[Selected text]

The Affordable Care Act Reduced Socioeconomic Disparities In Health Care Access.

Author information

1
Kevin Griffith is a PhD student in the Department of Health Law, Policy, and Management at the Boston University School of Public Health and a health services researcher at the Veterans Affairs Boston Healthcare System, in Massachusetts.
2
Leigh Evans is a PhD candidate in the Department of Health Law, Policy, and Management at the Boston University School of Public Health and a health services researcher at the Center for Healthcare Organization and Implementation Research at the Veterans Affairs Boston Healthcare System.
3
Jacob Bor (jbor@bu.edu) is an assistant professor in the Departments of Global Health and Epidemiology at the Boston University School of Public Health.

[/Selected text]
[Material provided]

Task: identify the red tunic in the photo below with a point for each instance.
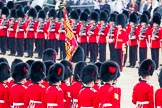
(87, 98)
(35, 96)
(4, 96)
(155, 41)
(4, 24)
(143, 95)
(54, 97)
(67, 95)
(17, 92)
(106, 96)
(158, 99)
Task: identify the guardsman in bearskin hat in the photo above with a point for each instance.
(132, 39)
(12, 32)
(82, 36)
(106, 93)
(87, 96)
(18, 89)
(30, 31)
(3, 30)
(20, 33)
(158, 93)
(51, 29)
(54, 96)
(155, 39)
(61, 35)
(35, 93)
(120, 40)
(98, 81)
(144, 32)
(40, 35)
(111, 35)
(143, 92)
(92, 36)
(77, 84)
(4, 89)
(49, 54)
(102, 36)
(65, 84)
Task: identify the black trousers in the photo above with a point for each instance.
(30, 46)
(155, 56)
(84, 46)
(61, 46)
(112, 52)
(40, 43)
(20, 46)
(93, 52)
(102, 52)
(132, 55)
(142, 54)
(3, 44)
(12, 45)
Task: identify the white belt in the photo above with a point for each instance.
(142, 103)
(107, 104)
(75, 100)
(36, 102)
(52, 104)
(86, 107)
(1, 101)
(18, 104)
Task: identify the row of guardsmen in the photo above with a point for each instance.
(93, 33)
(47, 84)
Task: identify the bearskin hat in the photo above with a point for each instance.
(77, 70)
(147, 13)
(56, 73)
(83, 16)
(78, 55)
(113, 17)
(1, 5)
(144, 19)
(68, 68)
(20, 72)
(49, 54)
(32, 12)
(26, 9)
(4, 71)
(3, 60)
(29, 62)
(147, 67)
(5, 11)
(14, 63)
(10, 5)
(18, 7)
(94, 16)
(20, 13)
(103, 16)
(133, 18)
(89, 73)
(74, 15)
(37, 71)
(160, 78)
(156, 18)
(52, 13)
(38, 8)
(121, 20)
(48, 64)
(41, 14)
(13, 13)
(109, 71)
(98, 64)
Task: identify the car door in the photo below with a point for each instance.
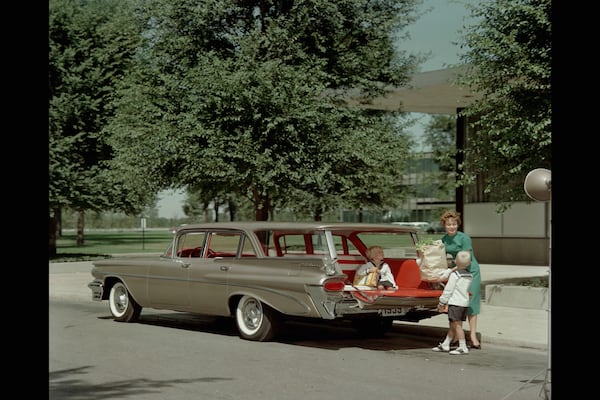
(169, 280)
(209, 273)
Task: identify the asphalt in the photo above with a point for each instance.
(497, 324)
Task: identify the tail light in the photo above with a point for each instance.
(334, 285)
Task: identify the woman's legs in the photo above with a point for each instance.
(473, 330)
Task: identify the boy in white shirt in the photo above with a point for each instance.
(456, 297)
(376, 264)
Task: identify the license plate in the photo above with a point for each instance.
(391, 312)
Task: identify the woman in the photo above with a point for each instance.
(455, 241)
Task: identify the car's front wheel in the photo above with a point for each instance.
(256, 321)
(122, 306)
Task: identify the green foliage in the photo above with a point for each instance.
(91, 44)
(246, 99)
(509, 58)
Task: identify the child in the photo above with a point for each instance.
(456, 296)
(376, 264)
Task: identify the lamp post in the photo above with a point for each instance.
(538, 186)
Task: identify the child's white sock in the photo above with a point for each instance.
(446, 342)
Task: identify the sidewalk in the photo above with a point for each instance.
(511, 326)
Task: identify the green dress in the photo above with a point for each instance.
(456, 243)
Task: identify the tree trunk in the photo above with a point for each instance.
(232, 209)
(80, 225)
(261, 206)
(51, 236)
(58, 221)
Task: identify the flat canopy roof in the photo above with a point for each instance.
(431, 92)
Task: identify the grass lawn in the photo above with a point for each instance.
(102, 244)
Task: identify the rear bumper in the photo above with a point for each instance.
(97, 290)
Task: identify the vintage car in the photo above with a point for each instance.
(262, 273)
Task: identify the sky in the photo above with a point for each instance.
(432, 33)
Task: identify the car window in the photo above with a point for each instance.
(224, 244)
(191, 244)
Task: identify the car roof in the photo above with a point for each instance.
(301, 226)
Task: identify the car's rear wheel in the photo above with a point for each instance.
(122, 306)
(256, 321)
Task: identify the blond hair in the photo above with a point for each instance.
(450, 214)
(371, 250)
(463, 259)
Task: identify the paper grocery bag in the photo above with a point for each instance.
(432, 261)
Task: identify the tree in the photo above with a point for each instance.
(509, 59)
(249, 96)
(91, 44)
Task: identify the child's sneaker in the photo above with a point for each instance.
(439, 347)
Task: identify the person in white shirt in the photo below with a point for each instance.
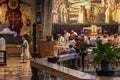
(66, 37)
(25, 50)
(2, 45)
(60, 39)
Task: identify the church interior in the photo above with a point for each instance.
(59, 40)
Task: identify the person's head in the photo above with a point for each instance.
(70, 46)
(23, 38)
(1, 35)
(72, 31)
(65, 31)
(115, 36)
(59, 35)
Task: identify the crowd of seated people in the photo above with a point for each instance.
(74, 39)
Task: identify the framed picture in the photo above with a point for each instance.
(38, 17)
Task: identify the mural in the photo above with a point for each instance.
(86, 11)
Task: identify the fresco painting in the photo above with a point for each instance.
(86, 11)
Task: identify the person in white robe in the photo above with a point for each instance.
(25, 50)
(108, 13)
(60, 40)
(82, 15)
(2, 45)
(66, 37)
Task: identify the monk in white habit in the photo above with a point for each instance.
(25, 50)
(2, 45)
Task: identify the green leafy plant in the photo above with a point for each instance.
(29, 38)
(83, 46)
(104, 54)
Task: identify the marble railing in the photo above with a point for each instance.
(42, 67)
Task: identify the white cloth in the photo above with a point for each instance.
(25, 50)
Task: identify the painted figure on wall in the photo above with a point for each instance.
(85, 11)
(55, 15)
(63, 13)
(108, 13)
(82, 16)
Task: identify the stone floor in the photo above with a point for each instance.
(15, 70)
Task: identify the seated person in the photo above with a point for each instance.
(71, 49)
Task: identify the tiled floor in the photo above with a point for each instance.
(14, 70)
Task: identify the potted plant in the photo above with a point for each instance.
(105, 56)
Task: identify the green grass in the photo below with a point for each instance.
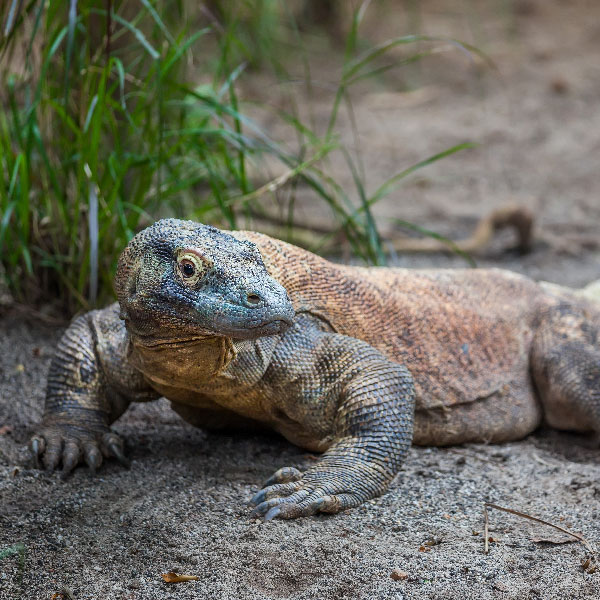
(104, 128)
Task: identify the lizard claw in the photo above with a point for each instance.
(37, 446)
(69, 445)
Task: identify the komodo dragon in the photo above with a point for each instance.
(241, 330)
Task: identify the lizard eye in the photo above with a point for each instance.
(191, 267)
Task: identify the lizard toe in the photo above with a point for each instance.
(277, 489)
(53, 452)
(112, 446)
(70, 457)
(37, 445)
(92, 456)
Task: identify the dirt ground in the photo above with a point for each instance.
(182, 505)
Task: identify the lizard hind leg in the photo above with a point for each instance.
(566, 369)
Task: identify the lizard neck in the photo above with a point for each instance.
(212, 365)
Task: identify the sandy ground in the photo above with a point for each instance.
(182, 506)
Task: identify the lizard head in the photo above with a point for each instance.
(179, 279)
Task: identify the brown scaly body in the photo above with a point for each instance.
(241, 330)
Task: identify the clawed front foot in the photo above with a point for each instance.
(289, 494)
(69, 444)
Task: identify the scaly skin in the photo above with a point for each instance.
(240, 330)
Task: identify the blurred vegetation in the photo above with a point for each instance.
(114, 114)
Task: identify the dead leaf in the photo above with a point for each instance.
(398, 575)
(172, 577)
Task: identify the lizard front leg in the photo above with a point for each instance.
(360, 403)
(90, 384)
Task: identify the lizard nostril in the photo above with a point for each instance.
(253, 299)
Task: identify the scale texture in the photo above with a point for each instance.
(242, 331)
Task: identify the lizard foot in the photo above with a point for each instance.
(289, 494)
(70, 444)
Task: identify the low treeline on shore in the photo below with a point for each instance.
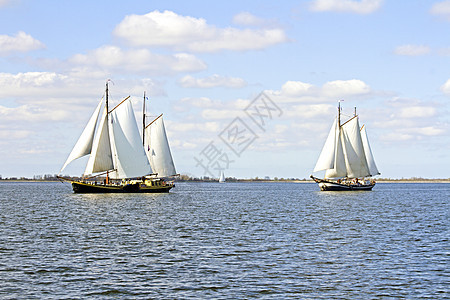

[/Material provided]

# Questions
[1] Name every person identified in the excerpt on the Affordable Care Act.
[2] In the excerpt on the Affordable Care Act, rewrite everything from "The Affordable Care" down to "System, in Massachusetts.", changing "PhD student" to "doctoral student".
[3] Answer these questions from the excerpt on the Affordable Care Act:
(a) According to the title, what did the Affordable Care Act reduce?
(b) At which center is Leigh Evans a health services researcher?
(c) In which departments is Jacob Bor an assistant professor?
These records have no connection to the excerpt on the Affordable Care Act.

# Problem solutions
[1] Kevin Griffith, Leigh Evans, Jacob Bor

[2]
The Affordable Care Act Reduced Socioeconomic Disparities In Health Care Access.

Author information

1
Kevin Griffith is a doctoral student in the Department of Health Law, Policy, and Management at the Boston University School of Public Health and a health services researcher at the Veterans Affairs Boston Healthcare System, in Massachusetts.

[3]
(a) Socioeconomic disparities in health care access
(b) The Center for Healthcare Organization and Implementation Research at the Veterans Affairs Boston Healthcare System
(c) The Departments of Global Health and Epidemiology at the Boston University School of Public Health